NAGOYA, Japan -- Toyota Motor may have belatedly accepted that electric vehicles, their limitations notwithstanding, are becoming the way of the automaking world. But Japan's top car company remains fixated on what it considers the "ultimate" earth-friendly fuel: hydrogen.
Toyota recently formed a joint venture for electric vehicle development with group supplier Denso and Mazda Motor, pouring staff and expertise into the effort to convert technology into actual products faster.
While Western and Chinese automakers are shifting focus to electric vehicles, Toyota has yet to devise a clear road map for a future product lineup. Estimates shared with parts suppliers show electric and fuel cell vehicles totaling 15% of Toyota's global sales in 2030, with hybrids including plug-in hybrids accounting for 40% and conventional-engine vehicles making up 45%. Toyota's purchasing department is asking suppliers this year how these projections could impact their businesses through 2030.

> _Entries supplied_
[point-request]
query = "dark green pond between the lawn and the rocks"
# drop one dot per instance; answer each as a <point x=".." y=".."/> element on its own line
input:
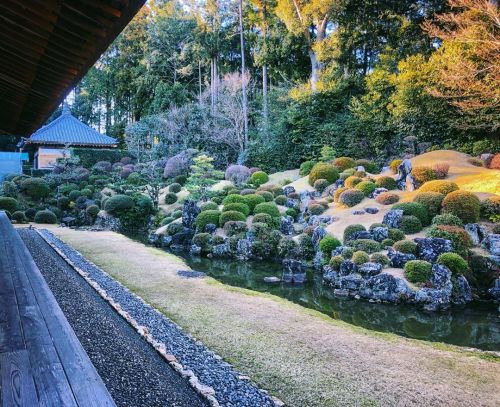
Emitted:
<point x="476" y="325"/>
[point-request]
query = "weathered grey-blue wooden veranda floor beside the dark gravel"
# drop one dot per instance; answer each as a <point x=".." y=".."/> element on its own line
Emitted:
<point x="32" y="323"/>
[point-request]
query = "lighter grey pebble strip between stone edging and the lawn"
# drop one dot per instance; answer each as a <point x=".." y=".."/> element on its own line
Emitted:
<point x="230" y="388"/>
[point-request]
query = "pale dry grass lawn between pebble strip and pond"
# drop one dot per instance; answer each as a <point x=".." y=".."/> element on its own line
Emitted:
<point x="302" y="356"/>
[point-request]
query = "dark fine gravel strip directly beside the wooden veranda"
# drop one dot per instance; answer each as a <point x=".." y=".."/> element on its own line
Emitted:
<point x="132" y="370"/>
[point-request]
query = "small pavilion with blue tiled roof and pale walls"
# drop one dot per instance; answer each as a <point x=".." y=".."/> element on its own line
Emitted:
<point x="54" y="140"/>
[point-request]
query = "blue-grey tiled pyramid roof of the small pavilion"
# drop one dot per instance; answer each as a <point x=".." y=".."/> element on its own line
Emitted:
<point x="67" y="129"/>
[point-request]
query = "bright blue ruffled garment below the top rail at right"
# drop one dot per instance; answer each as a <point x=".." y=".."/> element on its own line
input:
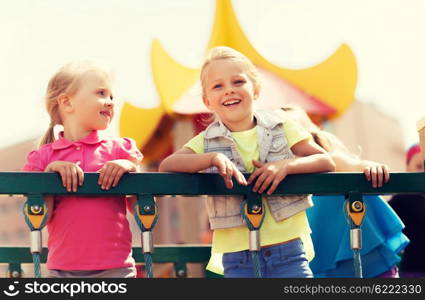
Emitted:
<point x="382" y="237"/>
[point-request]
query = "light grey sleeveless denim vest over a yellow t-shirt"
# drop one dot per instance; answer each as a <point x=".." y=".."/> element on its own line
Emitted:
<point x="224" y="211"/>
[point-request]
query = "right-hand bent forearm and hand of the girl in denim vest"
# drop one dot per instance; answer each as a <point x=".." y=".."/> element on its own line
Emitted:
<point x="312" y="158"/>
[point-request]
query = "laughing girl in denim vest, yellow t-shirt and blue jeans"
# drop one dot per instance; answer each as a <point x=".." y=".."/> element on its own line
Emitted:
<point x="264" y="145"/>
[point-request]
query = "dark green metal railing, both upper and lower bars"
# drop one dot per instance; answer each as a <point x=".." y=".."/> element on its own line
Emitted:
<point x="148" y="185"/>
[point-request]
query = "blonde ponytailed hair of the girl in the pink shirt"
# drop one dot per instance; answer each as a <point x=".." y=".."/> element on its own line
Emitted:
<point x="66" y="80"/>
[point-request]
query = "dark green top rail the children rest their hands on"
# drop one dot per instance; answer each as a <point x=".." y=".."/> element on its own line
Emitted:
<point x="159" y="184"/>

> _Directions_
1. According to the article about Toyota, what share of its global sales in 2030 do the estimates give to hybrids, including plug-in hybrids?
2. Pick up the article about Toyota's electric and hydrogen plans right after its final sentence and keep writing it.
The records come from a different source than the article about Toyota.

> _Answers per task_
1. 40%

2.
The Toyota group employs 1.4 million people and does business with 30,000 companies in Japan. This broad impact leaves the company understandably cautious about changes in powertrain systems.
No spark for electric cars
Toyota is hardly a newcomer to electric vehicles. In 1991, the company developed a compact electric van. Two years later, it supplied an electric version of the Crown Majesta luxury sedan to the Tokyo metropolitan government. The automaker released an electric version of its RAV4 sport utility vehicle in 1997.
"We have the core technologies for EVs," Chairman Takeshi Uchiyamada said, noting the company's advances in motors, inverters and electric control devices through its hybrid program. But Toyota has lagged rivals like Nissan Motor and Tesla in making a serious entry into the electric-vehicle market.
Electric autos pose "many usability challenges," Uchiyamada said. One problem is driving range. In rough terms, fully charged electric vehicles can run 400km, compared with 1,500km for fully fueled hybrids and 1,000km for gassed-up cars. Another challenge involves the lengthy time needed for recharging.
Moreover, battery deterioration could slash resale values of used electric cars. "They are different from conventional vehicles, which are driven an average of 13 years," a top Toyota official said. "The cost burden on new-vehicle buyers is heavy" with electric vehicles.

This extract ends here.